» SUPPLIED DATA
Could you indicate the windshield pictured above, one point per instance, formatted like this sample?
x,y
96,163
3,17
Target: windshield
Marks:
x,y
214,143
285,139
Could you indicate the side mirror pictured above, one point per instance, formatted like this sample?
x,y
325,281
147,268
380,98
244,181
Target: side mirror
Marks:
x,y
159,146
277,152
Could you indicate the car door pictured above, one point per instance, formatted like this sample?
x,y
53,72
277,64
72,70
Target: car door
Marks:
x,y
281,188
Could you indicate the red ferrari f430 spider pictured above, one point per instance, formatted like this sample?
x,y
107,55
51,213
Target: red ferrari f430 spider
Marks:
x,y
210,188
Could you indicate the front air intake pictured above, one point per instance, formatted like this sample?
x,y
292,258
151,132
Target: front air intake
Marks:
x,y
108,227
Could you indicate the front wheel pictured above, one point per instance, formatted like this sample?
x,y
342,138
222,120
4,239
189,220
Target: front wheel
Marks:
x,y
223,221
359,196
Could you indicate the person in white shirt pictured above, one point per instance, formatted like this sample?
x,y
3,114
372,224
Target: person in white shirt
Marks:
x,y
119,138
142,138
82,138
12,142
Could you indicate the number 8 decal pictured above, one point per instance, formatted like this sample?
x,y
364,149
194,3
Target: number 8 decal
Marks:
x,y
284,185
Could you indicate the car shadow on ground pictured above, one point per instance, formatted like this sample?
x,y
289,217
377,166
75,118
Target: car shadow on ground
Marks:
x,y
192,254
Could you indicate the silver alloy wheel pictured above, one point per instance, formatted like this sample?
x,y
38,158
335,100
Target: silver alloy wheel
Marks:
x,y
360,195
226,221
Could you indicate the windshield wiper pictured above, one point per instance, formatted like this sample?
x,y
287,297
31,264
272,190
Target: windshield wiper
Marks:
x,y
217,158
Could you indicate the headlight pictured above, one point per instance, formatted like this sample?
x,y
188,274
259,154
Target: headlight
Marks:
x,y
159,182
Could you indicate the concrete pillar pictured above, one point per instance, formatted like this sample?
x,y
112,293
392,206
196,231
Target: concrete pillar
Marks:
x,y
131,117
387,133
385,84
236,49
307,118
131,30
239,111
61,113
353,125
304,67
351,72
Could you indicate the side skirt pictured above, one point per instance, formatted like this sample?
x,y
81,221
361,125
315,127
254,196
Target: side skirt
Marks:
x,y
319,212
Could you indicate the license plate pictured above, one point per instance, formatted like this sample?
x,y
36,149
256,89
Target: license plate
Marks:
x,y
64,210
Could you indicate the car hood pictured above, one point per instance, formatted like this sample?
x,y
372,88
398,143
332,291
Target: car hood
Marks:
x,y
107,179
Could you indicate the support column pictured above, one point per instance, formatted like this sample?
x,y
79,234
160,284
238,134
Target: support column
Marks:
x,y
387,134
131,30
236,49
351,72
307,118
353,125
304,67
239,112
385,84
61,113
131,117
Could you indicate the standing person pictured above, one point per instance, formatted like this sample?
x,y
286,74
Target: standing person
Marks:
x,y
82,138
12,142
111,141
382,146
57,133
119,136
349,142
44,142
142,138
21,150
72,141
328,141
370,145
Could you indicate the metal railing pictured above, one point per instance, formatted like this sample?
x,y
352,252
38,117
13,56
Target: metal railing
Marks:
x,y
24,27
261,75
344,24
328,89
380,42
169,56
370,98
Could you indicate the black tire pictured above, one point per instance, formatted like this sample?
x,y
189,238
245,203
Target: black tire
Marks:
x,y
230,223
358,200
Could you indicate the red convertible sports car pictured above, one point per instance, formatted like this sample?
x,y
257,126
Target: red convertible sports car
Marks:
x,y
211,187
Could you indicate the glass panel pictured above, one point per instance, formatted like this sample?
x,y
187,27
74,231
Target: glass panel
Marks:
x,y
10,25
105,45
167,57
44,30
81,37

» WORK ITEM
Where does the string "license" occur in the data above? Copy every line that holds it.

» REPLY TO THE TASK
Could you indicate the license plate pictured above, one point per instance, formatted like this sample?
Target: license plate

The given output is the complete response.